→ **Supplied data**:
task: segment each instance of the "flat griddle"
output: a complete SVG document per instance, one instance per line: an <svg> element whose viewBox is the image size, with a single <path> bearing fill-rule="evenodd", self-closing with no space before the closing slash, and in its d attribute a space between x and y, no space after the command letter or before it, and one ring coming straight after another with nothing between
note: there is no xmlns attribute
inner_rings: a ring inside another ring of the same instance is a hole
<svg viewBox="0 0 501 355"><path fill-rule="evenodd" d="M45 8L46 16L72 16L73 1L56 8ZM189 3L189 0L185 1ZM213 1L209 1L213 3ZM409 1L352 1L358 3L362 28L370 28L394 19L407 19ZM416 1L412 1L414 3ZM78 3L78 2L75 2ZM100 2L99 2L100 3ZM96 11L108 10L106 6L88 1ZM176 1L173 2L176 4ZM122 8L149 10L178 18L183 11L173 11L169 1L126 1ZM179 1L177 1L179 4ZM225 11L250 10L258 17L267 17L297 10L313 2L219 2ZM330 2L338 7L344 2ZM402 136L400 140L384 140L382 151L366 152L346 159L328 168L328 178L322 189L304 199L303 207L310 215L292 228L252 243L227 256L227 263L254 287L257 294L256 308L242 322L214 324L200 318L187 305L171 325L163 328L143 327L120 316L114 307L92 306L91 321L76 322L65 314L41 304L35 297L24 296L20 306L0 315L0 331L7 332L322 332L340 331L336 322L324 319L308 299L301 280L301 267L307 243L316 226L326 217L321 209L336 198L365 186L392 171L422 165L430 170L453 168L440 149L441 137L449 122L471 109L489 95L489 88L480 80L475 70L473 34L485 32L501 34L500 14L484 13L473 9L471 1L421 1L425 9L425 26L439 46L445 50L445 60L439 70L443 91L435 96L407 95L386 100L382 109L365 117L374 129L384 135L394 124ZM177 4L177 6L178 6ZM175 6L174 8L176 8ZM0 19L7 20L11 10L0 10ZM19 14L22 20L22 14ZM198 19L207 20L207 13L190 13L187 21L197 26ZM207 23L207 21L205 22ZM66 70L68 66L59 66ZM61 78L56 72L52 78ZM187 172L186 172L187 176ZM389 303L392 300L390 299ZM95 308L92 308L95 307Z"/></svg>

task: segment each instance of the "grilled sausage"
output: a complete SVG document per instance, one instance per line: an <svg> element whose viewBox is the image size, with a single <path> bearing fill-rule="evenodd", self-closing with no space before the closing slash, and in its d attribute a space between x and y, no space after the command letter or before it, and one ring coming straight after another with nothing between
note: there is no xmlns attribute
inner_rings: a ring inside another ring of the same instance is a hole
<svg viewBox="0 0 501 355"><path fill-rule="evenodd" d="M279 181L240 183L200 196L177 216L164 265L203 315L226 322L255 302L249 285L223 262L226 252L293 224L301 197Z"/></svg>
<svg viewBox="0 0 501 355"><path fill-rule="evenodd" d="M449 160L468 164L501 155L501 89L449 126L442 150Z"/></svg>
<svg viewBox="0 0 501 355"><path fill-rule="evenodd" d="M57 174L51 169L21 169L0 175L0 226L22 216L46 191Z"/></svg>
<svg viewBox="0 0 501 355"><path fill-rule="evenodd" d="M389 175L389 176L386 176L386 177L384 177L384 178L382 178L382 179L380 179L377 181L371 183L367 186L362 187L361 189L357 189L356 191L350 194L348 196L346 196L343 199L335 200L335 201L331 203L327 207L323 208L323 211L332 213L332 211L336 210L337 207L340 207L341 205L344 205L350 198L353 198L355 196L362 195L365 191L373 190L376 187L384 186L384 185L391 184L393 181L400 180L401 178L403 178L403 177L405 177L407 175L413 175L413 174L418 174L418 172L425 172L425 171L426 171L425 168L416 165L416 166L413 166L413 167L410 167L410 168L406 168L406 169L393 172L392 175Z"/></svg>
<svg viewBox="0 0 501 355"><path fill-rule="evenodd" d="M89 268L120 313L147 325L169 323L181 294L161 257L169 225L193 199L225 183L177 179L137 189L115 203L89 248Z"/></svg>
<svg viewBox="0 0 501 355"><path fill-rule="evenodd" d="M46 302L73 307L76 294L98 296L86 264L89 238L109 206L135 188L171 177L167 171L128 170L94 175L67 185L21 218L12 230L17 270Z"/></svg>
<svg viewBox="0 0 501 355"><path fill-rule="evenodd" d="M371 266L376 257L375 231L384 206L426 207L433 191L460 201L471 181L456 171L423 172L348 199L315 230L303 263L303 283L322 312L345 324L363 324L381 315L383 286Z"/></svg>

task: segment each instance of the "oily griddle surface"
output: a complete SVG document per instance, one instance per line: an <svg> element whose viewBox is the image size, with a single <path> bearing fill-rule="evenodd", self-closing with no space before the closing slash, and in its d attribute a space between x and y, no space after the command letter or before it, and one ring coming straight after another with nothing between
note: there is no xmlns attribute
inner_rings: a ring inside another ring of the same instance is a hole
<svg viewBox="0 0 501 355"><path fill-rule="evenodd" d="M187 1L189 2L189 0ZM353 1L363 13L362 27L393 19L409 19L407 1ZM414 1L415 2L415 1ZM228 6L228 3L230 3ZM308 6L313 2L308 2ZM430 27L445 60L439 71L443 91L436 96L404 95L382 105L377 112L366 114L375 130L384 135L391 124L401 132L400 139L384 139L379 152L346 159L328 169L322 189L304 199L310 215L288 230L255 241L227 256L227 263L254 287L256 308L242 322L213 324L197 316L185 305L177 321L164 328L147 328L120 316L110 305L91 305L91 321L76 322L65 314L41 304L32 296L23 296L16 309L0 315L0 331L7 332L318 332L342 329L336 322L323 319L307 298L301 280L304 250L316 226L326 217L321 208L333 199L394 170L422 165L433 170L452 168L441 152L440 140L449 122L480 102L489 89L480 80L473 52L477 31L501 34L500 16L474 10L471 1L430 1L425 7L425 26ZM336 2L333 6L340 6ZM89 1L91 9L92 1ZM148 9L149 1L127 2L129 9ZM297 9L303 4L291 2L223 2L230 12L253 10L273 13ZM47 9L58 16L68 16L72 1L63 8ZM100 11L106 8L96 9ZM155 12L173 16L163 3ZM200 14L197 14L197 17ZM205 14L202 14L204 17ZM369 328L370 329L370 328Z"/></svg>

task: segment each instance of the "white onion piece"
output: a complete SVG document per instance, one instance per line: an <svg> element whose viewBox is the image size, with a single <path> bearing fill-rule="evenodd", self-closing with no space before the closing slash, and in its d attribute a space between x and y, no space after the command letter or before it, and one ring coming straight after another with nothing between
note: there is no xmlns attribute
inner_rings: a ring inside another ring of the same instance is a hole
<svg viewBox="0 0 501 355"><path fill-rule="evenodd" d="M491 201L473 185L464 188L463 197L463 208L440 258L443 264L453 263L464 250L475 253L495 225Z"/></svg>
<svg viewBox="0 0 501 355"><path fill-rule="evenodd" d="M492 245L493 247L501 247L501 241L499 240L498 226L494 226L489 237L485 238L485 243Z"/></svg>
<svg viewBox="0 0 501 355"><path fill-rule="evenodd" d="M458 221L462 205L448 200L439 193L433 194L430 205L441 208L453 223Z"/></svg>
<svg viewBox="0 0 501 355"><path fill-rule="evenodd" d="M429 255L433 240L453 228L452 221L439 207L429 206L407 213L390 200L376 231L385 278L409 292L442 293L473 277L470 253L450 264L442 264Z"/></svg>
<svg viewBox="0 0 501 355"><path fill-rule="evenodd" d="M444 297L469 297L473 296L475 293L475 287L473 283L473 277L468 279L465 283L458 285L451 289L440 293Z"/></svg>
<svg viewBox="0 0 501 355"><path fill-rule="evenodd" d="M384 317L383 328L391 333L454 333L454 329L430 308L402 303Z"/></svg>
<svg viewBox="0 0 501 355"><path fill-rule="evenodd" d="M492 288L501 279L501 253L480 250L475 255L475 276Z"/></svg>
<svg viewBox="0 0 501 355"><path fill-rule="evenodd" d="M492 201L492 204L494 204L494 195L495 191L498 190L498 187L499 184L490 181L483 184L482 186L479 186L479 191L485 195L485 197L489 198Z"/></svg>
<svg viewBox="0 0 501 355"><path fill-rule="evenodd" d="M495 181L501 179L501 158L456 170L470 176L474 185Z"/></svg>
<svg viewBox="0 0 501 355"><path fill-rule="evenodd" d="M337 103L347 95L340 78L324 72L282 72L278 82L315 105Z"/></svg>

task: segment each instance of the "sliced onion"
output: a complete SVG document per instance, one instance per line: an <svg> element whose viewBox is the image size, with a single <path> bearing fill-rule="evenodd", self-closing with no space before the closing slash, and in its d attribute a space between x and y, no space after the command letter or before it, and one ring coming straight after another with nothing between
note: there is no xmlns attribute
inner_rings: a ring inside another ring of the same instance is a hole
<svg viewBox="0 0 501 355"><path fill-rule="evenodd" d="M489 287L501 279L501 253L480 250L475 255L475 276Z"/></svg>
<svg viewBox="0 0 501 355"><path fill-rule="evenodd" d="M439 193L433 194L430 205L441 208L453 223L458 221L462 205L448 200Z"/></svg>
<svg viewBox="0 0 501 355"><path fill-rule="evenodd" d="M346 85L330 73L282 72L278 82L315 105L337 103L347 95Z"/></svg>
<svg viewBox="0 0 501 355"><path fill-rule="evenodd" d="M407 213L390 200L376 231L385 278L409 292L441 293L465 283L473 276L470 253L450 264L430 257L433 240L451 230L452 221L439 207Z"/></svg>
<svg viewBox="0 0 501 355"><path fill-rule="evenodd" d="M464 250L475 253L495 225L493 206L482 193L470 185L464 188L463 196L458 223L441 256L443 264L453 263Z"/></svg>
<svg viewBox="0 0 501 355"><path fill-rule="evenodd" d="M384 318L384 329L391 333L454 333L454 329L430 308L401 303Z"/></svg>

→ **What is needed**: Please pick out every line in the data above that contains the word "griddle", and copy each of those lines in full.

→ **Solution**:
task: segment each instance of the "flat griddle"
task: segment each instance of the "oily griddle surface"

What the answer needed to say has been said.